(Beginning of Page text)
LOS ANGELES (KABC) -- Experts predict the Food and Drug Administration could authorize a new COVID-19 booster shot that includes a new formula aimed at targeting the latest omicron variants as early as this week.

If all goes according to plan, Americans 12 and older will have access to the omicron-specific booster shots after Labor Day.

But do you really need one? Experts say all signs point to yes.

With many schools and universities back in session, health experts grow concerned over a potential viral resurgence in the fall and winter.

"COVID has surprised us many times before. It wouldn't be unexpected to see another surge this fall or winter," said Dr. Michael Ben-Aderet, an epidemiologist at Cedars-Sinai.

New data shows pediatric infection rates are back on the rise nationally.

The American Academy of Pediatrics reports nearly 87,000 new cases, a 9% increase over the previous week.

"I think the most important thing to remember is that there is still a huge amount of COVID circulating in the community," Ben-Aderet said.

The FDA is expected to authorize Pfizer and Moderna's new bivalent booster shots.

Advisors with the Centers for Disease Control and Prevention are set to meet Thursday, Sept. 1.

The new vaccine will contain the original Wuhan strain plus omicron subvariants BA.4 and BA.5. The hope is that it will match viruses circulating and the next ones around the corner.

"This omicron-specific booster will actually fill in some of the gaps of the previous vaccine, so it really will protect us going forward from other omicron strains potentially," Ben-Aderet said.

If both agencies give the green light, doses could be shipped and administered soon after Labor Day weekend.

Ben-Aderet said the decision not to use time-consuming clinical trials for each new booster is part of a strategy to keep vaccines up to date with evolving variants.

"The technology is well established, and this has probably been the largest rollout in human history," he said.

Besides vaccines, masking and practicing social distancing, testing is another important part of preventing COVID spread.

On Monday, the Biden administration announced the free home test kit program is coming to a close.

"Congress hasn't provided the COVID funding we need to replenish the nation's stockpiles of tests. It's as simple as that," said White House Press Secretary Karine Jean-Pierre.

The last day to order free tests from website, COVID.gov, is Friday, Sept. 2.

One question people may have is whether or not you should you get a booster if you've recently gotten one or if you just had COVID.

Ben-Aderet said unless your situation is complicated, the answer is yes but always talk to your doctor, if you have any questions.
(End of Page text)
(Beginning of Provided records)
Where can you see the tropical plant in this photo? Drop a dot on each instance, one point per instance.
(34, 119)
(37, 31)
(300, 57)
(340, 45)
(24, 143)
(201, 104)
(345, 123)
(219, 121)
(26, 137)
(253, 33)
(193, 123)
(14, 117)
(End of Provided records)
=== Task list ===
1/ List every measure that the omicron booster article names as a way to prevent COVID spread.
2/ Quote the stretch of the omicron booster article from "If both agencies" through "to a close.".

=== Answers by task ===
1/
- Vaccines
- Masking
- Practicing social distancing
- Testing

2/
If both agencies give the green light, doses could be shipped and administered soon after Labor Day weekend.

Ben-Aderet said the decision not to use time-consuming clinical trials for each new booster is part of a strategy to keep vaccines up to date with evolving variants.

"The technology is well established, and this has probably been the largest rollout in human history," he said.

Besides vaccines, masking and practicing social distancing, testing is another important part of preventing COVID spread.

On Monday, the Biden administration announced the free home test kit program is coming to a close.